#### [STATED PROBLEM 1]
Update the rows from the line containing "[outline] tree bark" through the line containing "99 84 L 101" so that "tree bark" becomes "oak bark", leaving everything else in them unchanged.

RBB Bancorp Announces Termination of Consent Order
August 22 2024 - 6:06PM
RBB Bancorp (NASDAQ:RBB) and its subsidiaries, Royal Business Bank
(the “Bank”) and RBB Asset Management Company (“RAM”), collectively
referred to herein as “the Company,” announced that on August 21,
2024, the Federal Deposit Insurance Corporation (the “FDIC”) and
the California Department of Financial Protection and Innovation
(the “DFPI”) terminated the Consent Order issued to the Bank that
was effective October 25, 2023. The termination of the Consent
Order follows the Bank’s successful resolution of the deficiencies
in the Bank’s Anti-Money Laundering/Countering the Financing of
Terrorism (“BSA/CFT”) compliance program that was the subject of
the order.
“We are very pleased to announce the
satisfactory resolution and termination of the Consent Order. Our
directors and staff worked very hard to address our regulators’
concerns and to strengthen our BSA/CFT compliance programs,’ stated
David Morris, Chief Executive Officer. “I want to convey my sincere
thanks and appreciation to our entire team who worked so diligently
to build an enhanced BSA/CFT program for our Bank.”
Corporate Overview
RBB Bancorp is a community-based financial
holding company headquartered in Los Angeles,
California. As of June 30, 2024, the Company had total assets
of $3.9 billion. Its wholly-owned subsidiary, Royal
Business Bank, is a full service commercial bank, which
provides consumer and business banking services to predominately
the Asian communities in Los Angeles County, Orange
County, and Ventura County in California,
in Las Vegas, Nevada, in Brooklyn, Queens,
and Manhattan in New York, in Edison, New Jersey, in the
Chicago neighborhoods of Chinatown and Bridgeport, Illinois, and on
Oahu, Hawaii. Bank services include remote deposit, E-banking,
mobile banking, commercial and investor real estate loans, business
loans and lines of credit, commercial and industrial loans, SBA 7A
and 504 loans, 1-4 single family residential loans, trade finance,
a full range of depository account products and wealth management
services. The Bank has nine branches in Los Angeles
County, two branches in Ventura County, one branch
in Orange County, California, one branch in Las Vegas,
Nevada, three branches and one loan operation center in
Brooklyn, three branches in Queens, one branch
in Manhattan in New York, one branch in Edison, New
Jersey, two branches in Chicago, Illinois, and one branch in
Honolulu, Hawaii. The Company's administrative and lending center
is located at 1055 Wilshire Blvd., Los Angeles,
California 90017, and its operations center is located at 7025
Orangethorpe Ave., Buena Park, California 90621. The
Company's website address is www.royalbusinessbankusa.com.

#### [Lines of data]
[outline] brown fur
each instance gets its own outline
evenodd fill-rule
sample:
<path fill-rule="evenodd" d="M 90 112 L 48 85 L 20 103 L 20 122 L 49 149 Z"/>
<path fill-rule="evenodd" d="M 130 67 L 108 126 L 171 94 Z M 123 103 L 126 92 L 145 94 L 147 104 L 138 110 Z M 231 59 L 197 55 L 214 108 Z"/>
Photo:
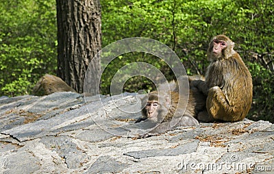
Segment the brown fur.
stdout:
<path fill-rule="evenodd" d="M 214 54 L 214 40 L 223 40 L 227 47 L 220 54 Z M 210 64 L 206 73 L 206 82 L 198 86 L 208 94 L 206 108 L 208 116 L 199 120 L 220 120 L 234 122 L 242 120 L 252 102 L 252 78 L 239 54 L 234 49 L 234 42 L 224 35 L 213 38 L 208 50 Z"/>
<path fill-rule="evenodd" d="M 46 74 L 35 85 L 32 95 L 47 95 L 55 92 L 76 91 L 66 84 L 62 79 L 52 75 Z"/>

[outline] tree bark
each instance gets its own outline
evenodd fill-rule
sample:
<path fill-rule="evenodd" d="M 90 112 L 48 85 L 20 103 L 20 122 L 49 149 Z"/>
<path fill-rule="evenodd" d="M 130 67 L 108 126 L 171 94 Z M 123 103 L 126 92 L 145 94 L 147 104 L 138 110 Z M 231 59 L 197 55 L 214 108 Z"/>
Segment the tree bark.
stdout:
<path fill-rule="evenodd" d="M 85 73 L 91 65 L 91 83 L 99 84 L 101 64 L 101 5 L 99 0 L 56 0 L 58 22 L 58 71 L 62 78 L 78 92 L 84 92 Z M 92 95 L 99 86 L 90 90 Z"/>

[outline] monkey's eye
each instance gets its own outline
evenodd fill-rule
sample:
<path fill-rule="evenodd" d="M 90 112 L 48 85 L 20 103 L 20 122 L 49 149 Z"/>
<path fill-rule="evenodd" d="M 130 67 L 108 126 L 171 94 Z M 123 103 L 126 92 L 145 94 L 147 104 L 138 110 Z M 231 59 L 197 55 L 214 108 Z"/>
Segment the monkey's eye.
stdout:
<path fill-rule="evenodd" d="M 225 45 L 227 45 L 225 44 L 225 42 L 221 42 L 221 45 L 222 46 L 225 46 Z"/>
<path fill-rule="evenodd" d="M 218 40 L 214 39 L 214 40 L 213 40 L 213 42 L 214 42 L 214 43 L 216 43 L 216 44 L 219 44 L 220 42 L 219 42 Z"/>

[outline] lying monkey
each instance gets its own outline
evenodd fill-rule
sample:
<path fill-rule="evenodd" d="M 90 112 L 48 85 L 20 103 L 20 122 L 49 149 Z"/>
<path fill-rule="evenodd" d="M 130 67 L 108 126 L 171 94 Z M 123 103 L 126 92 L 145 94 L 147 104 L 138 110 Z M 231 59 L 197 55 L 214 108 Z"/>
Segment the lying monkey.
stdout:
<path fill-rule="evenodd" d="M 182 79 L 182 82 L 188 80 L 186 77 L 180 78 Z M 141 121 L 143 121 L 147 123 L 157 123 L 158 125 L 152 131 L 141 135 L 140 137 L 145 138 L 162 134 L 179 126 L 193 126 L 199 124 L 195 118 L 198 113 L 205 112 L 206 97 L 197 88 L 191 86 L 192 81 L 196 80 L 195 78 L 197 79 L 192 77 L 189 79 L 190 82 L 189 97 L 187 92 L 179 92 L 177 82 L 172 81 L 169 83 L 170 90 L 153 91 L 142 99 L 142 105 L 145 106 L 142 110 L 142 116 L 136 123 L 142 123 Z M 199 78 L 199 80 L 201 79 Z M 184 85 L 182 86 L 184 88 L 183 90 L 188 90 L 186 89 L 188 86 L 184 87 Z M 164 87 L 160 86 L 160 88 Z M 188 97 L 188 102 L 186 102 Z M 181 102 L 179 102 L 179 99 Z"/>

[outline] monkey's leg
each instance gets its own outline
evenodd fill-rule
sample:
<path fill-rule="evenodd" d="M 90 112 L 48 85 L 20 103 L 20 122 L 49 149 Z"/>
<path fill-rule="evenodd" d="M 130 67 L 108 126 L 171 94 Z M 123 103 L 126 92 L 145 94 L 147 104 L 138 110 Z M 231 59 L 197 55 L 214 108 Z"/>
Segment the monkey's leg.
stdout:
<path fill-rule="evenodd" d="M 214 86 L 209 90 L 206 108 L 210 118 L 212 116 L 215 120 L 234 121 L 229 112 L 232 107 L 219 86 Z"/>

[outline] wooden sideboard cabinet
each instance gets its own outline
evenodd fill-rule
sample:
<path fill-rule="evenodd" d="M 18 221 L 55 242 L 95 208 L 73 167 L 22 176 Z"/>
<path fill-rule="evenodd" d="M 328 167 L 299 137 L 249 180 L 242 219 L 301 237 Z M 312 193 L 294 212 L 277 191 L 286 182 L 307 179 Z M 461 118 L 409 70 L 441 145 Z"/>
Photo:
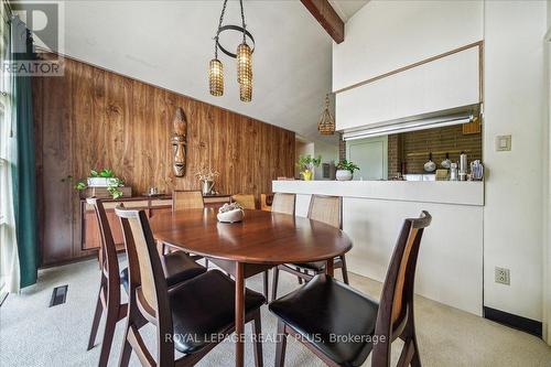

#### [STATED PROBLEM 2]
Answer these questions from the RBB Bancorp announcement:
(a) On what date did the FDIC and the DFPI terminate the Consent Order?
(b) What were the Company's total assets as of June 30, 2024?
(c) How many branches does the Bank have in Queens?

#### [CORRECT RESPONSE 1]
[outline] oak bark
each instance gets its own outline
evenodd fill-rule
sample:
<path fill-rule="evenodd" d="M 90 112 L 48 85 L 20 103 L 20 122 L 49 149 Z"/>
<path fill-rule="evenodd" d="M 130 67 L 108 126 L 171 94 Z M 123 103 L 126 92 L 145 94 L 147 104 L 138 110 Z M 231 59 L 197 55 L 214 108 Z"/>
Segment the oak bark.
stdout:
<path fill-rule="evenodd" d="M 85 73 L 91 65 L 91 83 L 99 84 L 101 64 L 101 5 L 99 0 L 56 0 L 58 22 L 58 71 L 62 78 L 78 92 L 84 92 Z M 92 95 L 99 86 L 90 90 Z"/>

#### [CORRECT RESPONSE 2]
(a) August 21, 2024
(b) $3.9 billion
(c) Three